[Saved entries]
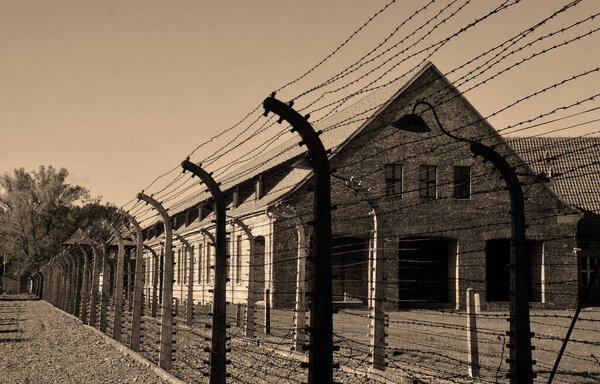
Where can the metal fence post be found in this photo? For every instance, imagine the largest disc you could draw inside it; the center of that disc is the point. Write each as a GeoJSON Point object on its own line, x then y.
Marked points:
{"type": "Point", "coordinates": [139, 282]}
{"type": "Point", "coordinates": [321, 334]}
{"type": "Point", "coordinates": [166, 330]}
{"type": "Point", "coordinates": [217, 355]}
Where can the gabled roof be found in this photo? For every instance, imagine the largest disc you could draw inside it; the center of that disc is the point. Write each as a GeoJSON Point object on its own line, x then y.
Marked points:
{"type": "Point", "coordinates": [338, 129]}
{"type": "Point", "coordinates": [573, 164]}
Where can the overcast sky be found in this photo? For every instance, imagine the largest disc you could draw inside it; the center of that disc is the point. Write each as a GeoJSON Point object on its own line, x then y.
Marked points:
{"type": "Point", "coordinates": [118, 92]}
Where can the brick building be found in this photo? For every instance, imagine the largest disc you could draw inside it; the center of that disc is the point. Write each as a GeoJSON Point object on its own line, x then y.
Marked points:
{"type": "Point", "coordinates": [443, 222]}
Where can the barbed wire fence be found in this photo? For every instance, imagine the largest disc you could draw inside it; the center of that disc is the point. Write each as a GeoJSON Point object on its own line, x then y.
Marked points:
{"type": "Point", "coordinates": [417, 276]}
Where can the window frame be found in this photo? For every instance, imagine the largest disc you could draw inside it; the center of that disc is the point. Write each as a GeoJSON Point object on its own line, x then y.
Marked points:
{"type": "Point", "coordinates": [426, 182]}
{"type": "Point", "coordinates": [463, 183]}
{"type": "Point", "coordinates": [392, 183]}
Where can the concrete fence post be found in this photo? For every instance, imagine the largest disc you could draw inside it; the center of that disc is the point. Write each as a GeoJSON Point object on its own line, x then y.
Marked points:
{"type": "Point", "coordinates": [95, 287]}
{"type": "Point", "coordinates": [218, 353]}
{"type": "Point", "coordinates": [320, 357]}
{"type": "Point", "coordinates": [85, 285]}
{"type": "Point", "coordinates": [252, 296]}
{"type": "Point", "coordinates": [139, 282]}
{"type": "Point", "coordinates": [166, 330]}
{"type": "Point", "coordinates": [376, 295]}
{"type": "Point", "coordinates": [154, 299]}
{"type": "Point", "coordinates": [189, 308]}
{"type": "Point", "coordinates": [78, 279]}
{"type": "Point", "coordinates": [300, 336]}
{"type": "Point", "coordinates": [105, 288]}
{"type": "Point", "coordinates": [472, 305]}
{"type": "Point", "coordinates": [120, 270]}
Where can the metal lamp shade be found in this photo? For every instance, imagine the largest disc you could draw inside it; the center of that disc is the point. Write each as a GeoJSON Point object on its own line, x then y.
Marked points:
{"type": "Point", "coordinates": [411, 123]}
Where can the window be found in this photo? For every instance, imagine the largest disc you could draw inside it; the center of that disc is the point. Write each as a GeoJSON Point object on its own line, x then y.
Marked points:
{"type": "Point", "coordinates": [199, 263]}
{"type": "Point", "coordinates": [228, 260]}
{"type": "Point", "coordinates": [462, 182]}
{"type": "Point", "coordinates": [236, 197]}
{"type": "Point", "coordinates": [258, 188]}
{"type": "Point", "coordinates": [238, 260]}
{"type": "Point", "coordinates": [393, 180]}
{"type": "Point", "coordinates": [497, 259]}
{"type": "Point", "coordinates": [208, 277]}
{"type": "Point", "coordinates": [179, 265]}
{"type": "Point", "coordinates": [185, 261]}
{"type": "Point", "coordinates": [428, 181]}
{"type": "Point", "coordinates": [588, 269]}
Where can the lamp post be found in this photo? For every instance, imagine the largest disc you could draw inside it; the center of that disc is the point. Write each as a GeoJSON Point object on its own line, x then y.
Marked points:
{"type": "Point", "coordinates": [519, 334]}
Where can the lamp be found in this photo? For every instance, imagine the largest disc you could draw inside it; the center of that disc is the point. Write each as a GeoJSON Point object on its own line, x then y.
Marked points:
{"type": "Point", "coordinates": [520, 337]}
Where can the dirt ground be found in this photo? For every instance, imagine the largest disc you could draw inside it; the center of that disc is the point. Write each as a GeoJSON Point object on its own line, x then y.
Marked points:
{"type": "Point", "coordinates": [40, 344]}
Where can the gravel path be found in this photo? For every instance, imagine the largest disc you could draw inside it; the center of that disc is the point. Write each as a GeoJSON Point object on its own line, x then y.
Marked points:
{"type": "Point", "coordinates": [40, 344]}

Problem: Make an exact copy of the data above, pictures excluded.

Response below:
Where can the metal fence post be found in this photo? For every instance, imagine the largest disc you could draw inside it; the center of that disc is the point. Write each as a GeoJSON Point object on its own line, x then y.
Marked points:
{"type": "Point", "coordinates": [139, 282]}
{"type": "Point", "coordinates": [321, 334]}
{"type": "Point", "coordinates": [166, 330]}
{"type": "Point", "coordinates": [217, 355]}
Where can the gabled roof be found in this photo? For every instance, imagine the largest disc you could draw inside it; the center of that disc is the point. Write each as a GeoJSON Point object on its own line, x then y.
Marked points:
{"type": "Point", "coordinates": [338, 129]}
{"type": "Point", "coordinates": [573, 164]}
Where can the overcast sky be found in this photo? For every instance, imagine the largest disc you could draw inside it; the center of that disc is the point. Write each as a GeoJSON Point object on its own line, x then y.
Marked points:
{"type": "Point", "coordinates": [118, 92]}
Where can the brick building be found in this photo? For every instance, imagine the largest disc you could draw inside it; the center of that disc is the point. Write each as a GeoJSON Point object on its own line, x then y.
Marked points:
{"type": "Point", "coordinates": [443, 222]}
Where can the barbed wire fence be found in this photo? For every instance, imagine the largest disc you could draw inside it; the center of that disc is the point. Write each as a GeoJSON Point object on its own line, x then y.
Marked points:
{"type": "Point", "coordinates": [417, 276]}
Where can the window frame be found in this photo? For every instance, imagine the largest disc you could draw inside it; the center of that disc is the point. Write each as a GeoJSON Point object on its own line, x then y.
Marked points:
{"type": "Point", "coordinates": [426, 182]}
{"type": "Point", "coordinates": [463, 183]}
{"type": "Point", "coordinates": [392, 183]}
Where can the concrete fence post be found in this photo? For every instance, imagine the largest disc you could draw inside it; the center of that disc is the point. Write each as a GeoJSON Point object on its own line, x then y.
Marked points:
{"type": "Point", "coordinates": [95, 287]}
{"type": "Point", "coordinates": [218, 353]}
{"type": "Point", "coordinates": [320, 357]}
{"type": "Point", "coordinates": [85, 285]}
{"type": "Point", "coordinates": [252, 296]}
{"type": "Point", "coordinates": [139, 282]}
{"type": "Point", "coordinates": [166, 330]}
{"type": "Point", "coordinates": [376, 295]}
{"type": "Point", "coordinates": [154, 299]}
{"type": "Point", "coordinates": [189, 308]}
{"type": "Point", "coordinates": [78, 279]}
{"type": "Point", "coordinates": [300, 336]}
{"type": "Point", "coordinates": [105, 288]}
{"type": "Point", "coordinates": [472, 305]}
{"type": "Point", "coordinates": [120, 270]}
Where can the metal lamp shade be found in this photo? For every instance, imagine the largest disc you could draw inside it; the center of that disc is the point. Write each as a GeoJSON Point object on its own line, x then y.
Marked points:
{"type": "Point", "coordinates": [411, 123]}
Where can the window be found in this photo? For every instance, imagine the largest disc you could draw inside it; the center of that disc is the point. Write each as a GeoJSON Point object on its own line, x then y.
Marked points:
{"type": "Point", "coordinates": [199, 263]}
{"type": "Point", "coordinates": [228, 260]}
{"type": "Point", "coordinates": [462, 182]}
{"type": "Point", "coordinates": [236, 197]}
{"type": "Point", "coordinates": [258, 188]}
{"type": "Point", "coordinates": [238, 260]}
{"type": "Point", "coordinates": [393, 180]}
{"type": "Point", "coordinates": [497, 259]}
{"type": "Point", "coordinates": [208, 277]}
{"type": "Point", "coordinates": [179, 265]}
{"type": "Point", "coordinates": [185, 261]}
{"type": "Point", "coordinates": [428, 181]}
{"type": "Point", "coordinates": [588, 269]}
Where can the lamp post be found in this photo? For every instance, imagine the largest disc you could draw inside it; the center of that disc is the point. Write each as a GeoJSON Point object on its own line, x then y.
Marked points:
{"type": "Point", "coordinates": [519, 334]}
Where can the lamp be found in this photo? For every instance, imagine the largest disc you could draw inside it; the center of that disc is the point. Write each as a GeoJSON Point object on its own line, x then y.
Marked points:
{"type": "Point", "coordinates": [520, 337]}
Where can the dirt ground be found in this photo? For every instance, imagine the largest disc you could draw inside it; the center of that disc is the point. Write each as a GeoJSON Point object on its own line, x then y.
Marked points:
{"type": "Point", "coordinates": [40, 344]}
Where can the gravel path be found in this photo? For every instance, imagine the largest disc you could draw inside it; the center of that disc is the point. Write each as a GeoJSON Point object on its own line, x then y.
Marked points:
{"type": "Point", "coordinates": [40, 344]}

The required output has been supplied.